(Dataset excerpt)
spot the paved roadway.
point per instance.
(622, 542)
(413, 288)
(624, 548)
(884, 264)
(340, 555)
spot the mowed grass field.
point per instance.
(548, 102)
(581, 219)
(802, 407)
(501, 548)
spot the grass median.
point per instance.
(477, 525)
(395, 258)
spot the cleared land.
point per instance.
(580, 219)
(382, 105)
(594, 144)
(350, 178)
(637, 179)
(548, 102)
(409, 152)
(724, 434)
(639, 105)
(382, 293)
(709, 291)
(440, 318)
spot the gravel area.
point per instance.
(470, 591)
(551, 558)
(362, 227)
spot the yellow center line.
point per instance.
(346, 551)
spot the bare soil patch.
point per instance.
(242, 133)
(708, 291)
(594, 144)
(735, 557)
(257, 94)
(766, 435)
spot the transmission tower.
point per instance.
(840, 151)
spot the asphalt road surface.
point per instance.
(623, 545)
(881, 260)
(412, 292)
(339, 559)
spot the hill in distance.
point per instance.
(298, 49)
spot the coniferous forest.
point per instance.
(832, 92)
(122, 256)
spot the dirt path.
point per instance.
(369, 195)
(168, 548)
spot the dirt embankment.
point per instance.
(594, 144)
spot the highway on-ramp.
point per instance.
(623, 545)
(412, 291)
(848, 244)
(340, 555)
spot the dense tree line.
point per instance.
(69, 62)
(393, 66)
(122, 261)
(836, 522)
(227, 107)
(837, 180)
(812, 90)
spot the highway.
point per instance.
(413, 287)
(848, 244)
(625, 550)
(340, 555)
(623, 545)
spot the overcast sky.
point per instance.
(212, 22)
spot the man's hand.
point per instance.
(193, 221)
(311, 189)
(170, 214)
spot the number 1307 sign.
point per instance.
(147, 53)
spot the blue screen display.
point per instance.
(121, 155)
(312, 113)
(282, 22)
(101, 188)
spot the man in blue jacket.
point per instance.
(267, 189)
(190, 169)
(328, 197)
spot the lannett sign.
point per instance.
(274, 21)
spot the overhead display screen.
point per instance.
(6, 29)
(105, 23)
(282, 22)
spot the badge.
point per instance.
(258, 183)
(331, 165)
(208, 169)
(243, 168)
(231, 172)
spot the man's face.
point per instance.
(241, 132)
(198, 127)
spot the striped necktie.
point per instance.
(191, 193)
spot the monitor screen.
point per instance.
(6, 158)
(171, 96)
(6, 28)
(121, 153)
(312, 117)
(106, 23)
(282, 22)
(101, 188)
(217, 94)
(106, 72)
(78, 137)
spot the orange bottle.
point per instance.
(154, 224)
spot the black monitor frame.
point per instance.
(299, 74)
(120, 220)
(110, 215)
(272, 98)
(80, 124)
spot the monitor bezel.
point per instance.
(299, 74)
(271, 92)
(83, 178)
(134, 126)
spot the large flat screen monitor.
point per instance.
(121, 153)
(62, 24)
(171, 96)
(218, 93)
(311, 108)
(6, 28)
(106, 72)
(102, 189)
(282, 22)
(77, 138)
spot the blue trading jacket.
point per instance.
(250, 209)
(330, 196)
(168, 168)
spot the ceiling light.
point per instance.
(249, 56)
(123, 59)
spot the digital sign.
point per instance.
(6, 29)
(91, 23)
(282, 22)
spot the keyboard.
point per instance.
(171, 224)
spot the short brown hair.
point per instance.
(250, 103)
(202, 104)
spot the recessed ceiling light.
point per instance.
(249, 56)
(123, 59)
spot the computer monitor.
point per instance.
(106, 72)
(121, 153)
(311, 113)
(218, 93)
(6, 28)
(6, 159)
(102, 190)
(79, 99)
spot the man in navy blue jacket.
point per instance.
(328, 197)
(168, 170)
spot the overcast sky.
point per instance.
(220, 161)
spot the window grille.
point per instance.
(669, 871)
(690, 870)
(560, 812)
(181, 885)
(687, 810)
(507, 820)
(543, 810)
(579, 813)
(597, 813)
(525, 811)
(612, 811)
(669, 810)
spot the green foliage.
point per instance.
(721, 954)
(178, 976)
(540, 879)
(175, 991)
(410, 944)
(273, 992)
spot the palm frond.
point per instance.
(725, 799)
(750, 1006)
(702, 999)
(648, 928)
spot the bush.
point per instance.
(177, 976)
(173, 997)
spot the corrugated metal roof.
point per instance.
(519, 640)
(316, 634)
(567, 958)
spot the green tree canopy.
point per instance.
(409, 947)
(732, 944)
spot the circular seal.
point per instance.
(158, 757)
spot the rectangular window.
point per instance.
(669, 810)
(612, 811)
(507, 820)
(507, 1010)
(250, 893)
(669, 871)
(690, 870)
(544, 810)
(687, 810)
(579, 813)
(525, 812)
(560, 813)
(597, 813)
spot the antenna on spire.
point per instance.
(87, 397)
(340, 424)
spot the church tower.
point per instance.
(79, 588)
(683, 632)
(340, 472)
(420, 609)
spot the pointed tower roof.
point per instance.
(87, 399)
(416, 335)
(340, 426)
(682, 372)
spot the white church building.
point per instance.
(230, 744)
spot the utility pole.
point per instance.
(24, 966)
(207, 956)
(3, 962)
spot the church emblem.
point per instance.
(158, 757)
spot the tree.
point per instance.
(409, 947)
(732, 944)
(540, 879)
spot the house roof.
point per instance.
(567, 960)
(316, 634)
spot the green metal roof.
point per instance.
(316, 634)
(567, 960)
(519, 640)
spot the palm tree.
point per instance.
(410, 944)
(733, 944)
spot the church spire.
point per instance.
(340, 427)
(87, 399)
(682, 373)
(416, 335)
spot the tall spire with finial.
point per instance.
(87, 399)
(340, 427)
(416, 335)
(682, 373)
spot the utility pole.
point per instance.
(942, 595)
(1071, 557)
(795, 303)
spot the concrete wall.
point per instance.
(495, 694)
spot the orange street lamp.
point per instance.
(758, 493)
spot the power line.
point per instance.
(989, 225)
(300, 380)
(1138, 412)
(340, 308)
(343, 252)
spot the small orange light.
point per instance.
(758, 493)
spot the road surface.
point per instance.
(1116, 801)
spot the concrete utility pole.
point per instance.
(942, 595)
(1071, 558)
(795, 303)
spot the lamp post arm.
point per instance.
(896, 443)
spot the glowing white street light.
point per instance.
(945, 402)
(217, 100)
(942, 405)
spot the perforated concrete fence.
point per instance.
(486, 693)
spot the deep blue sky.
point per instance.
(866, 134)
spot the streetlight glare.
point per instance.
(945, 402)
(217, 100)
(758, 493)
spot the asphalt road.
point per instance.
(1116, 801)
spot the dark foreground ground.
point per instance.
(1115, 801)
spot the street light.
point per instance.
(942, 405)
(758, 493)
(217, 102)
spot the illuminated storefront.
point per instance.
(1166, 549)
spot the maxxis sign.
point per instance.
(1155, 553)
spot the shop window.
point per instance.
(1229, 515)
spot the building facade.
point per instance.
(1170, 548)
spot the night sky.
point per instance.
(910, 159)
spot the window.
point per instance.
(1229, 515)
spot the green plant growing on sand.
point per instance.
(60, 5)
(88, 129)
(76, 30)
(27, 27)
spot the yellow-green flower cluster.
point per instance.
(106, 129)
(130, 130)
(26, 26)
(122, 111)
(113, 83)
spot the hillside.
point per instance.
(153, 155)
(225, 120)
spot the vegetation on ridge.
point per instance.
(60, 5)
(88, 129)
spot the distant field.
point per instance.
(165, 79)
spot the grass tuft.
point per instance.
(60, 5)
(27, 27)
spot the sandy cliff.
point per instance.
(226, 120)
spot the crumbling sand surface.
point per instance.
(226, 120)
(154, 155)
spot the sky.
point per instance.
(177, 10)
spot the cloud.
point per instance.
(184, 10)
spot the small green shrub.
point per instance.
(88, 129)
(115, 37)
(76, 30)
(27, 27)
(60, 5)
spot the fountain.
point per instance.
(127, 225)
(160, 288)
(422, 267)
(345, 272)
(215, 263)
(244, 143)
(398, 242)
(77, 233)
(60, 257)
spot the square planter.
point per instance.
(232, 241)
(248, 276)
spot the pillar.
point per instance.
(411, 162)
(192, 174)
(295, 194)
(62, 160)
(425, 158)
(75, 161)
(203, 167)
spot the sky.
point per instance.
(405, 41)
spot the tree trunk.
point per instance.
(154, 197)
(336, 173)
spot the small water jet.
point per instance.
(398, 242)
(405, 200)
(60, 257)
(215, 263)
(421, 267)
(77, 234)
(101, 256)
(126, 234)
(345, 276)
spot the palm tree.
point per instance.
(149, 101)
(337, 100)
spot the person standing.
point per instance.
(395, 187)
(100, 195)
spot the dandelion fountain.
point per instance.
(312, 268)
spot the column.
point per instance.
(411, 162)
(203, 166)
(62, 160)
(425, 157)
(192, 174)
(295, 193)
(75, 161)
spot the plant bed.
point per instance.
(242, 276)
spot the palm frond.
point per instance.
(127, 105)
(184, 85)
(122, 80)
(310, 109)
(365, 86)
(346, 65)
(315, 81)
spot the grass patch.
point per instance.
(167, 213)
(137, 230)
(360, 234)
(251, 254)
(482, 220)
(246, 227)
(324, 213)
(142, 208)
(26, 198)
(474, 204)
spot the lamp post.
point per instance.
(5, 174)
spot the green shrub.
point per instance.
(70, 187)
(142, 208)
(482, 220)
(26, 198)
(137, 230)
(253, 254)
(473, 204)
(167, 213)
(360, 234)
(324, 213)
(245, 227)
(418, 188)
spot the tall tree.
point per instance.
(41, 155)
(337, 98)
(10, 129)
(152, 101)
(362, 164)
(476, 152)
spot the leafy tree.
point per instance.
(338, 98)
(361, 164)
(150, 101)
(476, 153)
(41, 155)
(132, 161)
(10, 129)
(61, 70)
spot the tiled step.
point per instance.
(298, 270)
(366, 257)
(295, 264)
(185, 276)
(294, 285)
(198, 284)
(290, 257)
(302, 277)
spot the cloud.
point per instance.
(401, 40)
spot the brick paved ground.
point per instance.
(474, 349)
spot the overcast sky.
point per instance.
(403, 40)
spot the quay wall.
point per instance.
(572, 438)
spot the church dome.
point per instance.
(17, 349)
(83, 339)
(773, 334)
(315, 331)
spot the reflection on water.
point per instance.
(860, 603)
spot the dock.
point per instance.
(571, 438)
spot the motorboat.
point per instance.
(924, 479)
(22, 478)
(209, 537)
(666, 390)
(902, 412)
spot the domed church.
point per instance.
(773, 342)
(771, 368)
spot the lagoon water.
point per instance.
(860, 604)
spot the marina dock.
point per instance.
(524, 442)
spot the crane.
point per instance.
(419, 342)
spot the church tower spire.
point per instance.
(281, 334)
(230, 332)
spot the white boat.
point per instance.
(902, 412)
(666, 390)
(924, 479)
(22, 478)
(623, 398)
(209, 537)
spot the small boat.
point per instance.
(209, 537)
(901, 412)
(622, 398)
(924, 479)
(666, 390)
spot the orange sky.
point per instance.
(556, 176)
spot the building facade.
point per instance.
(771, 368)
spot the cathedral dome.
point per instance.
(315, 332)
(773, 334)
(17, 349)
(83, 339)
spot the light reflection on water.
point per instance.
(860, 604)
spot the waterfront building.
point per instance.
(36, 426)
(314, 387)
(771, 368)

## To do
Rewrite the material from the line holding "spot the crane." through the end of the material, inclusive, as a two-column CSV with the headers text and answer. Give one row for each "spot the" line, and put its full wording and its answer each in a single quoted field, with line breaks changed to spaces.

## Full answer
text,answer
"spot the crane. point per instance.","(419, 342)"
"spot the church tower spire. point per instance.","(281, 334) (230, 332)"
"spot the white boat. point per instance.","(902, 412) (666, 390) (924, 479) (22, 478) (623, 398) (209, 537)"
"spot the small boat. point per instance.","(209, 537) (901, 412) (622, 398) (924, 479) (666, 390)"
"spot the orange sky. point per instance.","(556, 176)"
"spot the building facade. point per instance.","(771, 368)"
"spot the cathedral dome. point per instance.","(315, 332) (773, 334) (17, 349) (83, 339)"
"spot the light reflection on water. point per instance.","(860, 604)"
"spot the waterfront building. point per instance.","(36, 426) (314, 387) (771, 368)"